**Exercise task 1:** For each statement about the Poetry magazine excerpt below, answer yes or no on whether it agrees with the text, and quote the text's deciding words exactly: (a) The poem first appeared in the March 1914 issue of Poetry. (b) The excerpt calls the poem its author's best. (c) When the city is called crooked, the speaker denies it.
**Exercise task 2:** Reproduce the Poetry magazine excerpt below, starting with "The Poetry Foundation" and going on through "of wanton hunger.".

**Excerpted text:**
The Poetry Foundation publishes Poetry magazine, which will celebrate its centennial next year. Browsing through the foundation's excellent online archive, I came across a poem you probably know that debuted in Poetry's March, 1914, issue. It may not be the author's best, but it's certainly one of his greatest:
By Carl Sandburg
Hog Butcher for the World,
Tool Maker, Stacker of Wheat,
Player with Railroads and the Nation's Freight Handler;
Stormy, husky, brawling,
City of the Big Shoulders:
They tell me you are wicked and I believe them, for I have seen your painted women under the gas lamps luring the farm boys.
And they tell me you are crooked and I answer: Yes, it is true I have seen the gunman kill and go free to kill again.
And they tell me you are brutal and my reply is: On the faces of women and children I have seen the marks of wanton hunger.
And having answered so I turn once more to those who sneer at this my city, and I give them back the sneer and say to them:
Come and show me another city with lifted head singing so proud to be alive and coarse and strong and cunning.

**Entries provided:**

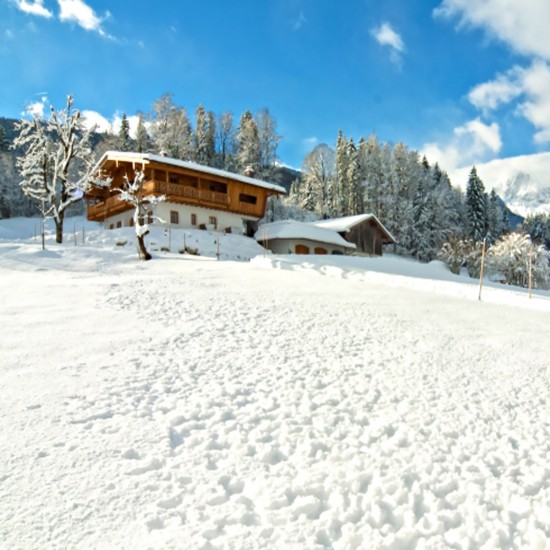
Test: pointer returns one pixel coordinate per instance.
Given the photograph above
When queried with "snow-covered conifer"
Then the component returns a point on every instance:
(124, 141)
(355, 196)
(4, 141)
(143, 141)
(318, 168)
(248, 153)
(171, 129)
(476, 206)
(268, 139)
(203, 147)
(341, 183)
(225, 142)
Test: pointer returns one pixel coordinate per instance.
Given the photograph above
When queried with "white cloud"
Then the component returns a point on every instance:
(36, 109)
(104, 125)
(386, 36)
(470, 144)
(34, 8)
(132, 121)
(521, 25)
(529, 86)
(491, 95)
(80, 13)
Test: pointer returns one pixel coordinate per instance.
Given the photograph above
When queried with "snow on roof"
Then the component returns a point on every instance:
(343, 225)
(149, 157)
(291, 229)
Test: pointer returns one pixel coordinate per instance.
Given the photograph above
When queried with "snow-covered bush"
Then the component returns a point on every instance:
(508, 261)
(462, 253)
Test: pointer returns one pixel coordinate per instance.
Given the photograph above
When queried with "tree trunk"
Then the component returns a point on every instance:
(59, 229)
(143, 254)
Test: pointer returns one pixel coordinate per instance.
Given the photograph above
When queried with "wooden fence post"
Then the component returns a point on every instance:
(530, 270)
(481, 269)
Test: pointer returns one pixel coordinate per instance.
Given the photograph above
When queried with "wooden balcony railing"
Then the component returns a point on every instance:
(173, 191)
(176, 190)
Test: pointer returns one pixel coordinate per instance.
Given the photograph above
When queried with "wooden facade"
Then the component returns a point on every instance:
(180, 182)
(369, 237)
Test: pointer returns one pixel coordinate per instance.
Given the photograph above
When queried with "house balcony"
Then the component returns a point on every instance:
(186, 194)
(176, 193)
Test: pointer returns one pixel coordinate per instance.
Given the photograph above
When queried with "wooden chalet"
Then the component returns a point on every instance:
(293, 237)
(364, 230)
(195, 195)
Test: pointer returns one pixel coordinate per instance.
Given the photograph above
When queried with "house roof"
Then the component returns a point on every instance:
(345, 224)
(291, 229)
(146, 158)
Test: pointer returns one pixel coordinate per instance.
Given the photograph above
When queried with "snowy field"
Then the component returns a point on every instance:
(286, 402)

...

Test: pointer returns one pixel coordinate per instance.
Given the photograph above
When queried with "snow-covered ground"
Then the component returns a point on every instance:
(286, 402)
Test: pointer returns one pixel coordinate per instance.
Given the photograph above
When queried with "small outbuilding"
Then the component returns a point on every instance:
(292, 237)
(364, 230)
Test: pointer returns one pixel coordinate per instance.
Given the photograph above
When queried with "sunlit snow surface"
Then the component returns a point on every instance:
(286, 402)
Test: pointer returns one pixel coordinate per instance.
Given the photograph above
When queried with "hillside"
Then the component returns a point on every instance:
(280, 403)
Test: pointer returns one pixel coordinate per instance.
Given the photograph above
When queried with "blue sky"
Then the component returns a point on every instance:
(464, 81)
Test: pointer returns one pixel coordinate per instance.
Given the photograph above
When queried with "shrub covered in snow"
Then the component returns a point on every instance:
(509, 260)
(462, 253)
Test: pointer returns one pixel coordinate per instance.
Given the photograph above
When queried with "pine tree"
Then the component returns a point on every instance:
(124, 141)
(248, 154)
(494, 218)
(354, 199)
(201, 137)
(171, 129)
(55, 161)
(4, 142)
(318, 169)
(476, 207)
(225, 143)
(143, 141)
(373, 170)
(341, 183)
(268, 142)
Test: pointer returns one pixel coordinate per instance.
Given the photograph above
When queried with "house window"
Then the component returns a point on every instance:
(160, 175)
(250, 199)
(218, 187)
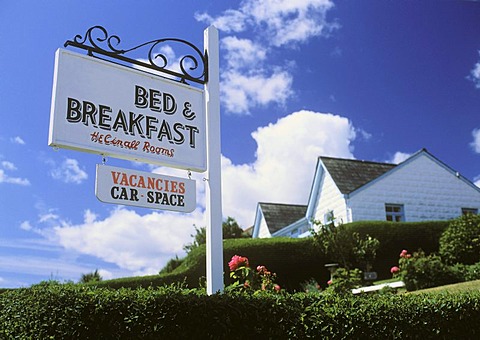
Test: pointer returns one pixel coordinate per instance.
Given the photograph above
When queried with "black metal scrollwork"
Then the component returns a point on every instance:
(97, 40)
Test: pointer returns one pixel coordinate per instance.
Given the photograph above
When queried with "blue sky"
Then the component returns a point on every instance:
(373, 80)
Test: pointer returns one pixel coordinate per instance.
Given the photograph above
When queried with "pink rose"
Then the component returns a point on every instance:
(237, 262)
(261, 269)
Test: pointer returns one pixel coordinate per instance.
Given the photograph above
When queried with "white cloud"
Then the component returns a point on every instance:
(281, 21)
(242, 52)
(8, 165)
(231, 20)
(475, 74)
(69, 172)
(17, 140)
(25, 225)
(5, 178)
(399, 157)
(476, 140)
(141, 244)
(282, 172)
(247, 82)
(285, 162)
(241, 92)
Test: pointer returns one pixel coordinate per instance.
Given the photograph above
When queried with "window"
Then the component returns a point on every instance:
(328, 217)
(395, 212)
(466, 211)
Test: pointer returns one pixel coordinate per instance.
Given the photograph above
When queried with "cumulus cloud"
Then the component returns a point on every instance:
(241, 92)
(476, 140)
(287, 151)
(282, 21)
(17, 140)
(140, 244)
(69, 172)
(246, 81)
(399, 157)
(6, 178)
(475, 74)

--

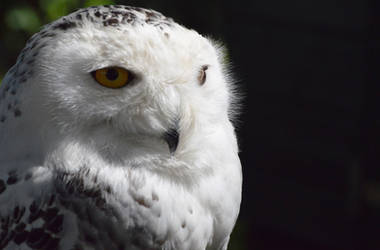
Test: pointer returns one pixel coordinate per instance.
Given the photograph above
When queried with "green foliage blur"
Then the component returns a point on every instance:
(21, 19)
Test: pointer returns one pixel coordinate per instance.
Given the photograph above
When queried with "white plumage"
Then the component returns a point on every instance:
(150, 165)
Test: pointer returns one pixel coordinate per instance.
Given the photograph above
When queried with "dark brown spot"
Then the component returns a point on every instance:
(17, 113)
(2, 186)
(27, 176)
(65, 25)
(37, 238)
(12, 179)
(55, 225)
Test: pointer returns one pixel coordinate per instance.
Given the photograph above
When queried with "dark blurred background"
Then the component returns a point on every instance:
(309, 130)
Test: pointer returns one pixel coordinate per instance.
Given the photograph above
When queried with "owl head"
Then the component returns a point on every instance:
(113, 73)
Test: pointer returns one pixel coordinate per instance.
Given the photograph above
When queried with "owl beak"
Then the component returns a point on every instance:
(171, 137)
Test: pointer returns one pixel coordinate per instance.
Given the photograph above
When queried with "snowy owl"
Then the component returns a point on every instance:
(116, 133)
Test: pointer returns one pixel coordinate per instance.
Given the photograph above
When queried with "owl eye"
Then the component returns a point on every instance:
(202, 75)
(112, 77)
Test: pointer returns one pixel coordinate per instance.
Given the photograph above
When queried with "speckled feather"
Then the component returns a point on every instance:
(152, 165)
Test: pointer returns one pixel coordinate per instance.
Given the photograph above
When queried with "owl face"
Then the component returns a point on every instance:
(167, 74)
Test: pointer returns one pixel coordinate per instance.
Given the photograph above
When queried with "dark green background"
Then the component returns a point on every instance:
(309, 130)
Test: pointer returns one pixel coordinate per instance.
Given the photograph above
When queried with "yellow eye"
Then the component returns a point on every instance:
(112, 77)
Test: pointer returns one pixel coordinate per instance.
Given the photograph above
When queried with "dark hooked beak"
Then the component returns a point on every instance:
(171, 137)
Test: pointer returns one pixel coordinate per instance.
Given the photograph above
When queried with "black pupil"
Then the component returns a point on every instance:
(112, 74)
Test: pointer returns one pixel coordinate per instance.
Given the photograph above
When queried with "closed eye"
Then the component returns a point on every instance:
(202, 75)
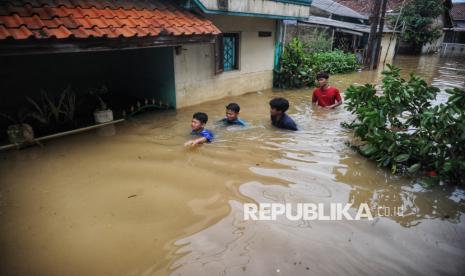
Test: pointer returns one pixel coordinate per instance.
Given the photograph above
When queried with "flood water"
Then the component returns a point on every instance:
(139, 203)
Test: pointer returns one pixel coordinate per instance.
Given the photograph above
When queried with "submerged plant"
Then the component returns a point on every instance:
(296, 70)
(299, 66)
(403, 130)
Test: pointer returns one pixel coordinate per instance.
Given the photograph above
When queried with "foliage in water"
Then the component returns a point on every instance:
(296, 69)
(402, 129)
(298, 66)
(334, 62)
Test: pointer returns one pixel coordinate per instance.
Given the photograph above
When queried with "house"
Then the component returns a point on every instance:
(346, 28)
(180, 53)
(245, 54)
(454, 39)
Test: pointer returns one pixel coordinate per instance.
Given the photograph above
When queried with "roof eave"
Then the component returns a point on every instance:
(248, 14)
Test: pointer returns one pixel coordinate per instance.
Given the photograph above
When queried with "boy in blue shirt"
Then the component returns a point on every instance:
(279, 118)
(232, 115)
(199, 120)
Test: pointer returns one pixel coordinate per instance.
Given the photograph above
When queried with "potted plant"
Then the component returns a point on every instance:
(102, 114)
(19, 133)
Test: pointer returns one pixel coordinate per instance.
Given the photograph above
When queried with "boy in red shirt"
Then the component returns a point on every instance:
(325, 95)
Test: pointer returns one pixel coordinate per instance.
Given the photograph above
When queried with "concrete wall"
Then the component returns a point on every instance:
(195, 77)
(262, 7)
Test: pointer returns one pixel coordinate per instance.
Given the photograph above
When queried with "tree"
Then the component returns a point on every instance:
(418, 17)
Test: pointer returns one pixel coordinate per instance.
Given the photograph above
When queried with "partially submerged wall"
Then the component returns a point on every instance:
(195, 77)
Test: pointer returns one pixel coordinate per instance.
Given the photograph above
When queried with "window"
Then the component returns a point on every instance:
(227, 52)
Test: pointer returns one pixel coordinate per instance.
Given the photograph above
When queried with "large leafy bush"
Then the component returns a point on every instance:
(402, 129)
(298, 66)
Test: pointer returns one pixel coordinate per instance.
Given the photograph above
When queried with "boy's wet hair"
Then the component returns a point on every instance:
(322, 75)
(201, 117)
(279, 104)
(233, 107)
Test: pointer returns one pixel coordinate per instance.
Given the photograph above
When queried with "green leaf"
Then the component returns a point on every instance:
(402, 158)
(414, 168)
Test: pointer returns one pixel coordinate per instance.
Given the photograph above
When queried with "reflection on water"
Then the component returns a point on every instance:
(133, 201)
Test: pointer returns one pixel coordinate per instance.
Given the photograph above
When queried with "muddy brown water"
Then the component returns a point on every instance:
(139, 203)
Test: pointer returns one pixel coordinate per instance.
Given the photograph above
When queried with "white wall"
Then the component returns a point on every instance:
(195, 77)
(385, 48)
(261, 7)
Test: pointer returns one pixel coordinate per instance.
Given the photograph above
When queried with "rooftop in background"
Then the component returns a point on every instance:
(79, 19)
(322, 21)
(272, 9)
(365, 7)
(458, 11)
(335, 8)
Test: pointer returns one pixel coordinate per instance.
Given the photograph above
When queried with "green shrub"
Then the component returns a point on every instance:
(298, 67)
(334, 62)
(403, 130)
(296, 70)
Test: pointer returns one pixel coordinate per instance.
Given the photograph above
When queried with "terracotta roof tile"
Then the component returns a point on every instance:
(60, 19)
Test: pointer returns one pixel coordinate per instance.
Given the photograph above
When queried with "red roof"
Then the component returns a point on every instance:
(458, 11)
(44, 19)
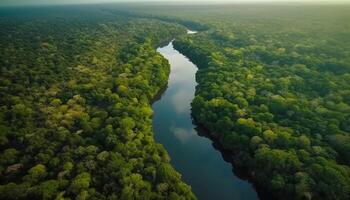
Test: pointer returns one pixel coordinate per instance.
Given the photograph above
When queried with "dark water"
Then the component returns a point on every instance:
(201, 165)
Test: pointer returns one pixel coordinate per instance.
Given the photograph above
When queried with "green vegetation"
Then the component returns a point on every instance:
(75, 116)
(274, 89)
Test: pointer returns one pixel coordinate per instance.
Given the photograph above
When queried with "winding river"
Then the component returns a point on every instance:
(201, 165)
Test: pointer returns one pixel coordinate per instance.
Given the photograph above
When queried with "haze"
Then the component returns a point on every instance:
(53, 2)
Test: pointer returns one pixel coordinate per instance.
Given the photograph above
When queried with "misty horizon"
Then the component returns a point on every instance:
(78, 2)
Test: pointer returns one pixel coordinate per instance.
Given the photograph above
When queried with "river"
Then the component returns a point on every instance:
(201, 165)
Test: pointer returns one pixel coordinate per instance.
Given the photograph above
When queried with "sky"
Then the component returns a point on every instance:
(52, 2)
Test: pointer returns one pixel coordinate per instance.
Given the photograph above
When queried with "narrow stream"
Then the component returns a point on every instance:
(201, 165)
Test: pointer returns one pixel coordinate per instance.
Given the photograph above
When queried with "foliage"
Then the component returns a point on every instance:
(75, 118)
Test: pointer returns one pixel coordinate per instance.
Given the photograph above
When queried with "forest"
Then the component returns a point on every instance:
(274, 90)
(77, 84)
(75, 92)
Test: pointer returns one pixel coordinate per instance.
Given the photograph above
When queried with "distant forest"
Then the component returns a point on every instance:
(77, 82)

**Response 1:**
(a) Yes: "debuted in Poetry's March, 1914, issue"
(b) No: "It may not be the author's best, but it's certainly one of his greatest"
(c) No: "I answer: Yes, it is true I have seen the gunman kill and go free to kill again."

**Response 2:**
The Poetry Foundation publishes Poetry magazine, which will celebrate its centennial next year. Browsing through the foundation's excellent online archive, I came across a poem you probably know that debuted in Poetry's March, 1914, issue. It may not be the author's best, but it's certainly one of his greatest:
By Carl Sandburg
Hog Butcher for the World,
Tool Maker, Stacker of Wheat,
Player with Railroads and the Nation's Freight Handler;
Stormy, husky, brawling,
City of the Big Shoulders:
They tell me you are wicked and I believe them, for I have seen your painted women under the gas lamps luring the farm boys.
And they tell me you are crooked and I answer: Yes, it is true I have seen the gunman kill and go free to kill again.
And they tell me you are brutal and my reply is: On the faces of women and children I have seen the marks of wanton hunger.